Exercise objective → Pull out every line below that contains the word "pink", and copy each one as it appears.

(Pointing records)
- - -

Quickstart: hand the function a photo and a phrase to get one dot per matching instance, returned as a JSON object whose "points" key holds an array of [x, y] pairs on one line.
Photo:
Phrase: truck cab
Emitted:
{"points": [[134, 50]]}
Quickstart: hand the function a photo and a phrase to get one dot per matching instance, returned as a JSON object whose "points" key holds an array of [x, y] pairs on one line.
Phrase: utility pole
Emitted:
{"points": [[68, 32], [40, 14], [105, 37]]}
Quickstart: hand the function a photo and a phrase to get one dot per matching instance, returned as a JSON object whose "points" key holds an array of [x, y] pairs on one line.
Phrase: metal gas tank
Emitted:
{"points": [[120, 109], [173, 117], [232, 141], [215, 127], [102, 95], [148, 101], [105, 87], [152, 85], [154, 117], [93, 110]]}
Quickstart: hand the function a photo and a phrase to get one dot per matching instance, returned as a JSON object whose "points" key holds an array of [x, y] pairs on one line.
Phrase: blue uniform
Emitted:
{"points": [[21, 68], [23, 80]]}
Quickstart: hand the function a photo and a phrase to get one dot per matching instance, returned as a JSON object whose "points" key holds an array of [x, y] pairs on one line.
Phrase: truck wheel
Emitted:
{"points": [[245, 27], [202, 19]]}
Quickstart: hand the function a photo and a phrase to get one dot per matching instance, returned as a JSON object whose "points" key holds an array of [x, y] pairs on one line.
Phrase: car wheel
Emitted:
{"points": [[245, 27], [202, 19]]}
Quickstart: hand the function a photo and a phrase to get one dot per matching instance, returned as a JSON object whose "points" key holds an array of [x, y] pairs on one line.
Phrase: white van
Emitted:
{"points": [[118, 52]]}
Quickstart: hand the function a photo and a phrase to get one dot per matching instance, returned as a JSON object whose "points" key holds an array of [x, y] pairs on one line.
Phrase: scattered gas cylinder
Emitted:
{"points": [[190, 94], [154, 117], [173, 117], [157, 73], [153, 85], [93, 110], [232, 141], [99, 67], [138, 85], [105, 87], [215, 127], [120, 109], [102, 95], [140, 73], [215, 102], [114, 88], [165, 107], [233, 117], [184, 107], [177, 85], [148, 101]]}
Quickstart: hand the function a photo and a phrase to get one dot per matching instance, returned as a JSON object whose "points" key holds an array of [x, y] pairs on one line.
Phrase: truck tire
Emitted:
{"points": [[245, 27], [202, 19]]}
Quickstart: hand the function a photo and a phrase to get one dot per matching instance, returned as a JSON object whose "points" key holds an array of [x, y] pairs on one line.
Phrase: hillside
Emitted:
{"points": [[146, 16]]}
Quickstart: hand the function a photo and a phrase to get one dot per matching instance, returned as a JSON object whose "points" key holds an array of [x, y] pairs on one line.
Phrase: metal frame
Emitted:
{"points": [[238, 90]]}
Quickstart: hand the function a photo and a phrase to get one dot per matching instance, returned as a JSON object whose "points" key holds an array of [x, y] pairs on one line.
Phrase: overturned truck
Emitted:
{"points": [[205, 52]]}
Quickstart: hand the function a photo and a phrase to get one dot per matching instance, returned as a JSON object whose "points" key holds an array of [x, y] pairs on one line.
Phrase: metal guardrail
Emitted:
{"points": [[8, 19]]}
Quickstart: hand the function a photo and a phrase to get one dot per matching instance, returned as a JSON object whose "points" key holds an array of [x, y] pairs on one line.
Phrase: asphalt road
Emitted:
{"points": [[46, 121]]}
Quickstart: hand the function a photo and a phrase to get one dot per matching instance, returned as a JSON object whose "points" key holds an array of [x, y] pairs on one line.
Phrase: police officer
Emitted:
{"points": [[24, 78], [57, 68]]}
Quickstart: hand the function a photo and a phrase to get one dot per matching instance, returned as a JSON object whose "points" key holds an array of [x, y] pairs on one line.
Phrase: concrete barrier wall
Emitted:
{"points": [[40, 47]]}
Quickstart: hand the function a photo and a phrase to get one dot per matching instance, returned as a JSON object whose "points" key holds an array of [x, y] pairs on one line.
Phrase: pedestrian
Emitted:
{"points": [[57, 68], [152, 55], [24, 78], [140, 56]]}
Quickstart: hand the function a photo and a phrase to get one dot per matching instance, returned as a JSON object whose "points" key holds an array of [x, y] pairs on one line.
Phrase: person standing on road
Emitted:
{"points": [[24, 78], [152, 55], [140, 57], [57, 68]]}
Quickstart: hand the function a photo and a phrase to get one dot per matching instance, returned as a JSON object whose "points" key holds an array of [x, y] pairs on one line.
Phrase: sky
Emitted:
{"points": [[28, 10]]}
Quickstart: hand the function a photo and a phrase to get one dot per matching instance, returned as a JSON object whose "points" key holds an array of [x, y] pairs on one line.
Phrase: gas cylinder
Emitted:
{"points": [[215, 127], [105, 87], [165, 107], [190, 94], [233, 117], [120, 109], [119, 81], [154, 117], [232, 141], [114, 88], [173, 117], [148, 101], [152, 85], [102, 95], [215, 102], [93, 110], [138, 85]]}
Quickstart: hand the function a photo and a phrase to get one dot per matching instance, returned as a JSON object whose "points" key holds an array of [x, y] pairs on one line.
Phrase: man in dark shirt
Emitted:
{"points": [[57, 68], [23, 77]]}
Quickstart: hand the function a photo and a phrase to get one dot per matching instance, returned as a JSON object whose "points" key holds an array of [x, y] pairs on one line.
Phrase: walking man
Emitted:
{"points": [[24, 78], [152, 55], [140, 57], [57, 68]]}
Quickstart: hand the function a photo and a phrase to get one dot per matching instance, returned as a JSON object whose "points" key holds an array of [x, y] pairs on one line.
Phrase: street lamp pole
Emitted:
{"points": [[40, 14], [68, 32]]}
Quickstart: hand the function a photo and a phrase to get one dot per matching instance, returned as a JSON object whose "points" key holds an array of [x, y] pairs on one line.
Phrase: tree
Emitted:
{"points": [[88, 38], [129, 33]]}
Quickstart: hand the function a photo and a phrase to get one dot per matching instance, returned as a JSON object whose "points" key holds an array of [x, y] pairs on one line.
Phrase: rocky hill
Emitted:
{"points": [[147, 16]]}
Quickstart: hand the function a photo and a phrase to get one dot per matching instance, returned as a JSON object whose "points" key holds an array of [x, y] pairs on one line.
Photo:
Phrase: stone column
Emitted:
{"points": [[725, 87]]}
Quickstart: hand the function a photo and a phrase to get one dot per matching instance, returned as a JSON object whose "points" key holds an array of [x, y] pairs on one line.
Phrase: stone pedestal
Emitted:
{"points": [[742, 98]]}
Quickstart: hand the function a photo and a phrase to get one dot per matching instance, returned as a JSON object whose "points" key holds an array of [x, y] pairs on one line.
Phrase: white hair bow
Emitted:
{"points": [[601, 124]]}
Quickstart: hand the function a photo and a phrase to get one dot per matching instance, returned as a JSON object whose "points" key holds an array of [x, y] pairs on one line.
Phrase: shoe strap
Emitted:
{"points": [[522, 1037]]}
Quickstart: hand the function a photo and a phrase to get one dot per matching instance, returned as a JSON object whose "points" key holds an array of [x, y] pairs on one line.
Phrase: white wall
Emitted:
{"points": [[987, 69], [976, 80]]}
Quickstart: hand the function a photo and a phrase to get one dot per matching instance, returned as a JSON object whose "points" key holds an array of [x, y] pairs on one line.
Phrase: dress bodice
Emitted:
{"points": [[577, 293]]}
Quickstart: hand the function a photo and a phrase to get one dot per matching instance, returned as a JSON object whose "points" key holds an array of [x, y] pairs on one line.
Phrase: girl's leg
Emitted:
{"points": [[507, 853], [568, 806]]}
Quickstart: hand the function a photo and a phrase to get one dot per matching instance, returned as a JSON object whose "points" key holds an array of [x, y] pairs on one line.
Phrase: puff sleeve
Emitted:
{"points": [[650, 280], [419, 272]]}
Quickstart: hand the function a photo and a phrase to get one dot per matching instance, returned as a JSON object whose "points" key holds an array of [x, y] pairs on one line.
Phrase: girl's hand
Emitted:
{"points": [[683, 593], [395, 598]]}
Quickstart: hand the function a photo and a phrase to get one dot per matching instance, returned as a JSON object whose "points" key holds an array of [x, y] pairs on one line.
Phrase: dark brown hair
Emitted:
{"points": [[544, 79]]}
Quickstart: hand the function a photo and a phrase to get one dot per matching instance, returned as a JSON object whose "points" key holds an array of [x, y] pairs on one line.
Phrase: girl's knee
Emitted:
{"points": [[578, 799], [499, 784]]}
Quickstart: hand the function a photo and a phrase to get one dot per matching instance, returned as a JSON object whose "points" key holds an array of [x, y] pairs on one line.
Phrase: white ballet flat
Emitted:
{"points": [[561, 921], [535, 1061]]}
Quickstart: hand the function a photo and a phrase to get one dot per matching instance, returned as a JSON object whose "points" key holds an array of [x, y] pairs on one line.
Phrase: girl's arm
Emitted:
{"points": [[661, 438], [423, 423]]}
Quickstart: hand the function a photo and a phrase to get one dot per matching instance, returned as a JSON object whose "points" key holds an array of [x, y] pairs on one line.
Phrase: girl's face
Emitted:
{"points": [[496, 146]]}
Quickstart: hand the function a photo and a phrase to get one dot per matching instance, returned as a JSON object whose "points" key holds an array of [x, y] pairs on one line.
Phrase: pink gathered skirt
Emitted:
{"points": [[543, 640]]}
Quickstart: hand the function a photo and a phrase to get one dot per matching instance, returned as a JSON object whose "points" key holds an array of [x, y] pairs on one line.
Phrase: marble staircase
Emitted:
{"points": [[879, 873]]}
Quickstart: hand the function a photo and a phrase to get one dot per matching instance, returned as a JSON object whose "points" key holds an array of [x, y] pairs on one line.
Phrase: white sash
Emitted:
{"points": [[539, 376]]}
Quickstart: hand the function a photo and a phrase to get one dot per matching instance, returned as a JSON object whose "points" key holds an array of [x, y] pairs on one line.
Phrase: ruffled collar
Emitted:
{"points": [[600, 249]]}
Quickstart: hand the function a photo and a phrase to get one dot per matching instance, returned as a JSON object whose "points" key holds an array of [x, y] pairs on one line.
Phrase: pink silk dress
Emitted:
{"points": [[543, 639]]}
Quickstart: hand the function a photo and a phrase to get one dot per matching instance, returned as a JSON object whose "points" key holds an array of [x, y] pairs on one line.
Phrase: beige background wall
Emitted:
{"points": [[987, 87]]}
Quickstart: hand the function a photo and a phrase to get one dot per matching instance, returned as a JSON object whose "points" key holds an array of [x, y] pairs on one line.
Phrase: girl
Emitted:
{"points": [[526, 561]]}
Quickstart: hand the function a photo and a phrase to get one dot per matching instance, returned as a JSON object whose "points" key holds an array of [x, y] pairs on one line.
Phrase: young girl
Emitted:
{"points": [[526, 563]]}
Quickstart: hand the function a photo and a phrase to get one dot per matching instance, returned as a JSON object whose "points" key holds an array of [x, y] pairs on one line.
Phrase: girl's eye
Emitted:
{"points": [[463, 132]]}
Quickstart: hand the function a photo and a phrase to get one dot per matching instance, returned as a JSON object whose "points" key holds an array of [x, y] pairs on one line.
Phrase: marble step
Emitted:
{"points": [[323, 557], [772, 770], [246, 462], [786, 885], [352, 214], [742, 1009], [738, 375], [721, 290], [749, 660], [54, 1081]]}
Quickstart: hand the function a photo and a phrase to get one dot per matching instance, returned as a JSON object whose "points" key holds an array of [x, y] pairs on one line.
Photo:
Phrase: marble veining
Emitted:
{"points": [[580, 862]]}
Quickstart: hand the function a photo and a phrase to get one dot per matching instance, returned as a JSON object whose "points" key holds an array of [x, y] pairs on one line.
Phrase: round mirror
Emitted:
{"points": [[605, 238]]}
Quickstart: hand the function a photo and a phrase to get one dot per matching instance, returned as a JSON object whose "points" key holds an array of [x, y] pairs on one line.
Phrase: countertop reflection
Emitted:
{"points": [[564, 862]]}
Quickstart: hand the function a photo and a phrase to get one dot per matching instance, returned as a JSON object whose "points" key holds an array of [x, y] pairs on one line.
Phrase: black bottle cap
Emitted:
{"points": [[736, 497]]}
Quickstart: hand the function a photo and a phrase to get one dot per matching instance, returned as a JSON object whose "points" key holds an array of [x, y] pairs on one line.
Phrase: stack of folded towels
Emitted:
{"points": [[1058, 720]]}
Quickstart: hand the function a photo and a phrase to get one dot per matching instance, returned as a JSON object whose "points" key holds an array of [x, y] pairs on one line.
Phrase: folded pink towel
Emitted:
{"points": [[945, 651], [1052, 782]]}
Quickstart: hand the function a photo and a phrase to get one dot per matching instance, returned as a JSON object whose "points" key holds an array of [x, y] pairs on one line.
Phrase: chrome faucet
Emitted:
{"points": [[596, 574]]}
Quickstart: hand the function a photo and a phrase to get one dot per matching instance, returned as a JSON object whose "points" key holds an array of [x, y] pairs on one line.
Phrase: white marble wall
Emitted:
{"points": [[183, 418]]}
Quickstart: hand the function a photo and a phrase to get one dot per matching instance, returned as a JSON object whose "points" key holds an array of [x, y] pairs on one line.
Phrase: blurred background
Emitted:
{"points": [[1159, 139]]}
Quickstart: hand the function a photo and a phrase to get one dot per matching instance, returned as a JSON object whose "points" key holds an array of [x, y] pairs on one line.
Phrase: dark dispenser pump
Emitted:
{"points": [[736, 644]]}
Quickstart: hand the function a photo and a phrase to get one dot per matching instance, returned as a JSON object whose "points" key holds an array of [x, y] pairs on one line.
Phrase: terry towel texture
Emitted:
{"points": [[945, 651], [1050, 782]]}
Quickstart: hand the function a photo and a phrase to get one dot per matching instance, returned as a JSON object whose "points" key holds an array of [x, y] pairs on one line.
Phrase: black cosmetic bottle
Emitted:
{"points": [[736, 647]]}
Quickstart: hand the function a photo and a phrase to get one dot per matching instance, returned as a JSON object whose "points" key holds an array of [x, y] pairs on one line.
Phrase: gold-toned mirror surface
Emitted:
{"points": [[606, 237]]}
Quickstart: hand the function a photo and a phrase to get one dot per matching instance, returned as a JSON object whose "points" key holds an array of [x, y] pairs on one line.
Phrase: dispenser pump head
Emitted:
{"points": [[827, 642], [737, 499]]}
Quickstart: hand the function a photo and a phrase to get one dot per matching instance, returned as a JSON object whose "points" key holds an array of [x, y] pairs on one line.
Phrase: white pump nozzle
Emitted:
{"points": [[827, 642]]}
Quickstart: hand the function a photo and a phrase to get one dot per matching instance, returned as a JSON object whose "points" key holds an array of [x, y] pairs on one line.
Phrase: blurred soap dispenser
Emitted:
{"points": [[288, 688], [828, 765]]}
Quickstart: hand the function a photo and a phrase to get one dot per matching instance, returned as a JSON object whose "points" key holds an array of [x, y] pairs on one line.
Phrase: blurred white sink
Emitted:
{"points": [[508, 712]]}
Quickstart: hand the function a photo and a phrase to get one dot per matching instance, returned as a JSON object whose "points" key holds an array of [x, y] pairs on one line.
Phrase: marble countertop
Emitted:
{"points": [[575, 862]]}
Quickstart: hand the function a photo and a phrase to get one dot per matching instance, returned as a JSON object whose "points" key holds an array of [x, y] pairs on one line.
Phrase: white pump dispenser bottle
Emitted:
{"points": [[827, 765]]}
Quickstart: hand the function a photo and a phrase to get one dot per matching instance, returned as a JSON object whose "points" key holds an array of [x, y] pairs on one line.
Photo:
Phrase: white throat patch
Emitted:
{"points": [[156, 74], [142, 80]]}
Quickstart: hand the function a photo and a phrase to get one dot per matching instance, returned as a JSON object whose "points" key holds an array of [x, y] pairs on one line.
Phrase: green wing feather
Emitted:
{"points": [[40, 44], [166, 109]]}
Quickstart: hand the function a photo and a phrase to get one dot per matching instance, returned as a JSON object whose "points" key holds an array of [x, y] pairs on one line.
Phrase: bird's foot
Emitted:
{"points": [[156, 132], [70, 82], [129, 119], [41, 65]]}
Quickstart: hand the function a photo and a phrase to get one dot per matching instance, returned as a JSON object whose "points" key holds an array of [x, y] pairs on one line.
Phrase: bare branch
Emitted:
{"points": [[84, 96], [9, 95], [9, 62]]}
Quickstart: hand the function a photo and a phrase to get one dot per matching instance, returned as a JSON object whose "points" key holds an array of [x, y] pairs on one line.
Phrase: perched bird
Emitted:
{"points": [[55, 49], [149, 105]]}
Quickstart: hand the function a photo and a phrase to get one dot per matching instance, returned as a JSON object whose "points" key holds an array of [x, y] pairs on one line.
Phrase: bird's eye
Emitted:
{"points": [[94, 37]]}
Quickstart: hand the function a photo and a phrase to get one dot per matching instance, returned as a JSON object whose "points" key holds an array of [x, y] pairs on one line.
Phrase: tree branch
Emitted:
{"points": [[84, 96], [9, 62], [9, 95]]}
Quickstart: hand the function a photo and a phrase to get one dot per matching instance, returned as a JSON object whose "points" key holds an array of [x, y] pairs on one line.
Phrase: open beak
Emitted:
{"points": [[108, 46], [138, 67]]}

- - -

Worked answer →
Phrase: pink gathered skirt
Phrase: pink silk dress
Phrase: folded pink towel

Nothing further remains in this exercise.